Written request: Rewrite everything in the records from the line containing "Target: night sky" down to the line containing "POLYGON ((43 110, 41", changing "exterior ring" to "outer ring" and leaving all else as it is. Return only those lines.

[Extracted data entries]
-.-.-
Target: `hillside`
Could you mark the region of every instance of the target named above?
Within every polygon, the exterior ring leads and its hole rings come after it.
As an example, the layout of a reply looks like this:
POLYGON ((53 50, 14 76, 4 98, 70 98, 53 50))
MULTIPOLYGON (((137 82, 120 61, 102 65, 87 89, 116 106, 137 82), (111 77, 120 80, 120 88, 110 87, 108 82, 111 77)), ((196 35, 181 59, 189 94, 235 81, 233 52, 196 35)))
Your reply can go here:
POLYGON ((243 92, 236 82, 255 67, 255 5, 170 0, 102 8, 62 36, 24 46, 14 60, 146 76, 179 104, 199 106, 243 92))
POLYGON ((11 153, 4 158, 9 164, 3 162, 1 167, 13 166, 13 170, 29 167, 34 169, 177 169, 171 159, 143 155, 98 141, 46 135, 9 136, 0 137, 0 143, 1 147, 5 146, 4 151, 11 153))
-.-.-
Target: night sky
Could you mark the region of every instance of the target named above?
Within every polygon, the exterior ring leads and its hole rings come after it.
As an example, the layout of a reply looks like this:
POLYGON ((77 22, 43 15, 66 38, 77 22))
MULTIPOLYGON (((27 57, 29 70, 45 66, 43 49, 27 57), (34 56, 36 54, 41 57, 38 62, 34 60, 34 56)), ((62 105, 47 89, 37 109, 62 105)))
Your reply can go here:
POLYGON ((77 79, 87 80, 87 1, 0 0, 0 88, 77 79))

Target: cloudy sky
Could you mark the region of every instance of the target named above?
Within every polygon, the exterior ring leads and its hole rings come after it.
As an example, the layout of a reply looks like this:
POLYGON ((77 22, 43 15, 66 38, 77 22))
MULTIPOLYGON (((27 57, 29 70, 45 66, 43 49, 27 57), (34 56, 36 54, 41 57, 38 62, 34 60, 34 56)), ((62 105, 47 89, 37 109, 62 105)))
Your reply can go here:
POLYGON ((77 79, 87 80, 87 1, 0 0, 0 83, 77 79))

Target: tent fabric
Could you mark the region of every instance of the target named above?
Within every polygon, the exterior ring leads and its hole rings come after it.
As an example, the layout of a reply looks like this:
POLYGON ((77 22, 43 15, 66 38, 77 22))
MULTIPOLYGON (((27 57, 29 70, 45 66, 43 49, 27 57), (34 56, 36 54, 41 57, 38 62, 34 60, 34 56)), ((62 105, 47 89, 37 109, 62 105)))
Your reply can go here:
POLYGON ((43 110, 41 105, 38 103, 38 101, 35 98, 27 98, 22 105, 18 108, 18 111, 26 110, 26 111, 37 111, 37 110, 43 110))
-.-.-
Full answer:
Target: night sky
Could you mark the region of every instance of the target named above?
Within every polygon, the outer ring leads and its hole rings come after it.
As an example, the layout of a reply looks like this:
POLYGON ((77 22, 43 15, 66 38, 77 22))
MULTIPOLYGON (((27 57, 29 70, 45 66, 43 49, 27 57), (34 56, 36 54, 41 57, 38 62, 34 60, 34 56)), ((62 105, 47 89, 37 109, 62 105)))
Your reply can go here:
POLYGON ((77 79, 87 80, 87 1, 0 0, 0 88, 77 79))

Target: cloudy sky
Could you mark the region of every instance of the target named above?
Within every polygon, the outer ring leads and its hole rings come after it.
As an example, the layout of a reply looks like this:
POLYGON ((77 22, 43 15, 66 38, 77 22))
MULTIPOLYGON (((27 57, 29 70, 45 66, 43 49, 27 57), (34 56, 36 54, 41 57, 38 62, 34 60, 34 56)), ((62 105, 47 89, 37 109, 62 105)))
Your reply can go here:
POLYGON ((77 79, 87 80, 87 1, 0 0, 0 83, 77 79))

Target: tent fabric
Could you mark the region of every instance of the target named above?
Within every polygon, the outer ring leads and its hole rings come after it.
As an example, the layout of a reply looks like this:
POLYGON ((77 22, 43 15, 66 38, 77 22))
MULTIPOLYGON (((27 57, 29 70, 45 66, 43 49, 27 57), (34 56, 36 54, 41 57, 38 62, 34 60, 34 56)), ((62 105, 47 89, 37 109, 62 105)))
Your reply can go here:
POLYGON ((43 110, 41 105, 38 103, 38 101, 35 98, 27 98, 22 105, 18 108, 18 111, 26 110, 26 111, 37 111, 37 110, 43 110))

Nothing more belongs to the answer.